EXERCISE REQUIREMENTS: All the data must come back unchanged, except that pictures are left out.

MATERIAL SHOWN:
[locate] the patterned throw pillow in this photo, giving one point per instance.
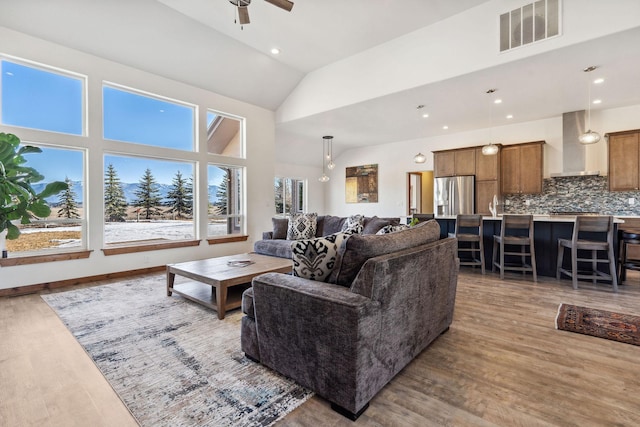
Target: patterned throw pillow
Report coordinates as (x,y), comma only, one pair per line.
(314,259)
(302,226)
(354,223)
(392,228)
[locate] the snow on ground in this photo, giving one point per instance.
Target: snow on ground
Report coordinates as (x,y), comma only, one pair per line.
(119,232)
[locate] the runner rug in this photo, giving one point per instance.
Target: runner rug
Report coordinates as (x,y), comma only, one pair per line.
(171,361)
(599,323)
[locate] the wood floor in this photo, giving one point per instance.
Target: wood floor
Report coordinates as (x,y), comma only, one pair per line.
(502,363)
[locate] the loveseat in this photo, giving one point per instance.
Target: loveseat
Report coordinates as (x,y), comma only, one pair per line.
(387,298)
(275,242)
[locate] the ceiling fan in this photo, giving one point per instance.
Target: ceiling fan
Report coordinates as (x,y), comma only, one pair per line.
(243,11)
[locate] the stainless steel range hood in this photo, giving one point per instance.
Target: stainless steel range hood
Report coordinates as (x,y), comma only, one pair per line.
(573,152)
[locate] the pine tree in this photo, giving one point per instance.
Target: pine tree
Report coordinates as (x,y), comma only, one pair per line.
(148,195)
(115,204)
(222,195)
(180,196)
(67,202)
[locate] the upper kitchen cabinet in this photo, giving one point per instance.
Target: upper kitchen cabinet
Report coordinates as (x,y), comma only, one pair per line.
(521,168)
(624,161)
(454,162)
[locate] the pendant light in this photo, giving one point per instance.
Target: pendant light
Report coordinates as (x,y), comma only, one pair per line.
(327,155)
(490,149)
(589,137)
(420,158)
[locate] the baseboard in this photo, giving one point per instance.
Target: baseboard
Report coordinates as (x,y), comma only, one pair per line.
(32,289)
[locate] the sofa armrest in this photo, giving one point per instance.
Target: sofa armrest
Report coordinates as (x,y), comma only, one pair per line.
(302,323)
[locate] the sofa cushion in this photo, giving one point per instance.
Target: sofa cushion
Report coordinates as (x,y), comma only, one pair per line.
(273,247)
(392,228)
(330,224)
(280,227)
(354,223)
(314,259)
(358,248)
(373,224)
(302,226)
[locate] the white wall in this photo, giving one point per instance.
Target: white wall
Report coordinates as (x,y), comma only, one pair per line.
(260,139)
(396,159)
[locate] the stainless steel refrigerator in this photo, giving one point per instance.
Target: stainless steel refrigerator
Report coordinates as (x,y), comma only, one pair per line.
(454,195)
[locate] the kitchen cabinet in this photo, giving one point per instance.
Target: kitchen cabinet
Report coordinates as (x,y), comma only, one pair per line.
(521,168)
(624,161)
(454,162)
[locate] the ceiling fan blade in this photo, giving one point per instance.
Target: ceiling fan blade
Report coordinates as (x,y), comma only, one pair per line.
(243,15)
(282,4)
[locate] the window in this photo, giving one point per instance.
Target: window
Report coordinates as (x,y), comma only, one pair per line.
(290,196)
(65,228)
(224,135)
(226,214)
(36,98)
(144,119)
(147,200)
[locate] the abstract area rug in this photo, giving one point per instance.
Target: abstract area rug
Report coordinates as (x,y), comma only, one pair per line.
(599,323)
(171,361)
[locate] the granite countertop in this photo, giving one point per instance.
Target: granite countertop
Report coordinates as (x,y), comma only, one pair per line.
(543,218)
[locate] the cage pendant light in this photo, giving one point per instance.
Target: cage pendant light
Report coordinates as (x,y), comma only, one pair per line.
(490,149)
(325,154)
(589,137)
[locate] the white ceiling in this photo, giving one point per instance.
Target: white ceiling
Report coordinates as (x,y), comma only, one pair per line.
(197,42)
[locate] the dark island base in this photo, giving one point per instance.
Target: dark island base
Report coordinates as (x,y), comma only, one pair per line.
(546,235)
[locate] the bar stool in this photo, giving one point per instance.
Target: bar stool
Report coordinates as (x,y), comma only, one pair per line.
(600,238)
(628,237)
(516,230)
(469,230)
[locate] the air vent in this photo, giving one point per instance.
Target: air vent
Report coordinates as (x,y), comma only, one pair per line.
(529,24)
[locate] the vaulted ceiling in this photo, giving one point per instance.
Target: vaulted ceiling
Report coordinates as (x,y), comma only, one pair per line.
(198,42)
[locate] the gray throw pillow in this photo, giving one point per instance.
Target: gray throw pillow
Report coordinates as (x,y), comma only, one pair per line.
(358,248)
(314,259)
(302,226)
(280,226)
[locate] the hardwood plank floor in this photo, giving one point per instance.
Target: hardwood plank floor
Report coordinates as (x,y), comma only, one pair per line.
(502,363)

FULL ANSWER:
[locate] the patterned throw pillow in this photo, giving one point per instance.
Target: patterned throw pillow
Report coordinates as (x,y), comma only, one pair per line.
(314,259)
(302,226)
(354,223)
(392,228)
[locate] the snow on ground in this photo, giving one point per instance.
Target: snow on ground
Report coordinates as (x,y), comma only, one pair per line.
(119,232)
[locate] the runner rug in this photo, giving one point per instance.
Target: runner rug
Report coordinates as (x,y), comma only, one pair per line.
(171,361)
(599,323)
[locate] the wood floor in this photo, giving one point per instance.
Target: wood floor
Report coordinates as (x,y), comma only, one pair per line.
(502,363)
[locate] the loveseat in this photo, giving one point per instance.
Target: loveseat
Report coordinates as (x,y), comma only, one pair per line.
(387,298)
(275,242)
[locate] the ceiling fan in this photo, giving one point per instance.
Target: ceiling fan
Report coordinates as (x,y), comma only, one pair per line.
(243,11)
[locate] the stainless steel range hood in this photo, giving one point per instance.
Target: stainless steel range hood
Report coordinates as (x,y), comma only, one pair per line.
(573,152)
[locate] the pine tree in this photo, giving one point per instance.
Target: pine tree
Report coordinates as (x,y), comma only, one pair per line.
(148,195)
(115,204)
(222,195)
(180,196)
(67,202)
[locate] the upper kitchen cabinet in this photo, giving one point per instance.
Target: upper kitchen cabinet
Report coordinates as (x,y), comma only, one pair per line.
(521,168)
(624,161)
(454,162)
[locate] the pendant light in this photo, giving one point per instance.
Target: pendant light
Report coordinates as (x,y), comma only, one pair per line.
(327,155)
(490,149)
(589,137)
(420,158)
[locate] the baseboard in this photo, giving one point per instance.
Target: baseboard
Report coordinates as (x,y), comma only, one pair per line.
(32,289)
[locate] the sofa armrest in this photo, giving one point per instance.
Target: sofa armrest
Report coordinates as (x,y), comma only, one pair per line.
(302,323)
[locate] the sofa cushion in this photo, giving one point per instance.
Target: sofa cushion
Report coordinates as (x,y), comma only, one pair per line.
(273,247)
(392,228)
(330,224)
(280,227)
(354,223)
(314,259)
(358,248)
(373,224)
(302,226)
[locate] the white wall in this photo, giving one point per instance.
Target: white wall
Report coordinates as (x,y), comma only, one pair per line.
(260,139)
(396,159)
[locate] the stainless steel refrigerator in this photo, giving one point per instance.
Target: stainless steel refrigerator
Report coordinates as (x,y), comma only, one pair per line.
(454,195)
[locate] the kitchen cabinet in this photo, giving one point per instance.
Target: kitchen cabinet
Report coordinates as (x,y), comma only, one pair per line.
(521,168)
(624,161)
(454,162)
[locate] the ceiling fan blade in this photo, giving one point per instance.
Target: ceiling fan blade
Report coordinates as (x,y), comma only, one pair per line.
(243,15)
(282,4)
[locate] the window in this photo, giving one point per instance.
Target: window
Report coordinates as (x,y), comma only, one pair per line.
(290,196)
(65,228)
(224,135)
(226,214)
(36,98)
(144,119)
(147,200)
[locate] the abstract area rug in this photo, giving one point per instance.
Target: abstract area rug
Report coordinates as (x,y), comma only, one pair per line.
(599,323)
(171,361)
[locate] the granite countertop in this photo, giving one point per instance.
Target: granite countertop
Report coordinates as (x,y), comma only, one pair per line.
(543,218)
[locate] the cage pendant light in this photo, giving one point per instance.
Target: cage pendant light
Report coordinates as (x,y), comma only, one pair per line.
(490,149)
(325,154)
(589,137)
[locate] the white ceiling in this photo, giving one point per instance.
Target: white ceiling
Report coordinates as (x,y), comma only, one pair per line.
(197,42)
[locate] the dark island base in this photo, giving one point per instance.
Target: dark island base
Report coordinates as (x,y), comma only, one pair per line.
(546,235)
[locate] the bar stool in this photo, giving one point per instance.
Target: bar stool
Report coordinates as (x,y), comma only, one pair per line.
(600,238)
(628,237)
(516,230)
(469,230)
[locate] the air vent in this photo, giving one point per instance.
Target: air vent
Report coordinates as (x,y), comma only, one pair per line.
(529,24)
[locate] the vaulted ceiling in this photo, giving one point per instance.
Target: vaulted ceiling
Report coordinates as (x,y), comma only, one pair per line.
(198,42)
[locate] the gray throw pillow in this photo, giving one point per instance.
Target: gray throw pillow
Report coordinates as (x,y), comma only, one pair per line.
(358,248)
(314,259)
(302,226)
(280,226)
[locate] the hardwood plank floor in this photo, giving one point per instance.
Target: hardwood plank floor
Report coordinates as (x,y), comma only, one pair per line.
(502,363)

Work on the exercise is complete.